**Task to carry out**: Scale the bounding box coordinates in the answers of the lines below, reproducing every line in full. Multiply each coordinate by 1.45 and round to the nearest whole number, with halves rounded up.

Bounding box data excerpts:
══════

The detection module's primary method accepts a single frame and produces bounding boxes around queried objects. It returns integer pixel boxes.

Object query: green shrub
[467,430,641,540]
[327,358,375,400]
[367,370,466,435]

══════

**Full response**:
The detection module's primary method accepts a single frame and produces bounding boxes around queried objects. It returns integer pixel boxes.

Object query: green shrub
[677,624,929,783]
[474,519,544,580]
[532,537,676,631]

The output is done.